===== Extract to read =====
I've always combed bailey while he has been dry I find it alot easier, I tried him last week while wet and it was a nightmare, he does fluff up alot but it soon settles into a wave/curl.

His coat is quite thick too, quite crinkly on his head and has a curly chest and paws 

Thought I may of been lucky as he sheds but it could still be that he has a while to go before his full adult coat comes through...


----------



## emmelg (Mar 4, 2012)

lady amanda said:


> Colin Lady is like Betty too! I can do her ears no problem! but legs and feet! oh my the fight we have.


Is this a poo thing...

Bailey will tolerate me brushing him, he's really good while trimming his face and combing it but the feet...that's another story...especially when trying to trim his nails he's a nightmare he'l whine at me and try and leg it...i could probably get a full groom done in the amount of time it takes to cut his nails...
=====
Task requirements
A - Copy the records word for word, everything from the line containing "What to find: rear wheel" down through the last line of the records.
B - Write what comes next in the forum thread about grooming a dog, picking up after its last sentence.
===== Provided data =====
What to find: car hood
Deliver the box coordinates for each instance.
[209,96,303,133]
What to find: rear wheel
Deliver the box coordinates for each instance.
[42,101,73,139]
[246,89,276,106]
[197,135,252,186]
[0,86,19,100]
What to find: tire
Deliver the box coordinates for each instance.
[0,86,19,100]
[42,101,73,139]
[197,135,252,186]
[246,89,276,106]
=====
Exercise responses
A -
What to find: rear wheel
Deliver the box coordinates for each instance.
[42,101,73,139]
[246,89,276,106]
[197,135,252,186]
[0,86,19,100]
What to find: tire
Deliver the box coordinates for each instance.
[0,86,19,100]
[42,101,73,139]
[197,135,252,186]
[246,89,276,106]

B -
----------



## anndante (Oct 26, 2011)

Polly's matts didn't really appear until about 11 months and then the matts from hell struck! She will let me groom her ears, back, tummy, but legs, feet and tail are a complete nightmare! Suggestions for helping with this very welcome.


----------



## JoJo (Mar 2, 2011)

I noticed matts in my girls coat around the time of their first season, not sure it this is related but would be interesting to know ... 

It depends on your cockapoo but usually around 7-10 month of age ... and when they start the serious matt patrol starts in thsi house  I hate matts ... but get them quick to avoid big ones ..

I use a basic plastic comb, flexible slicker (les poochs) and a basic slicker and have a pair of scissor to hand .. as cutting down the matts when close to the skin really helps if I find a tricky one ... 

Found these, cheaper than les poochs I think, but the same flexible design ... will be trying these too ... but it may be more about staying on top of the matts rather than the tools you use ... unless your dog is badly matted I guess. 

http://www.amazon.co.uk/Master-Groo...O0HM/ref=sr_1_4?ie=UTF8&qid=1342540185&sr=8-4


----------



## emmelg (Mar 4, 2012)

JoJo said:


> I noticed matts in my girls coat around the time of their first season, not sure it this is related but would be interesting to know ...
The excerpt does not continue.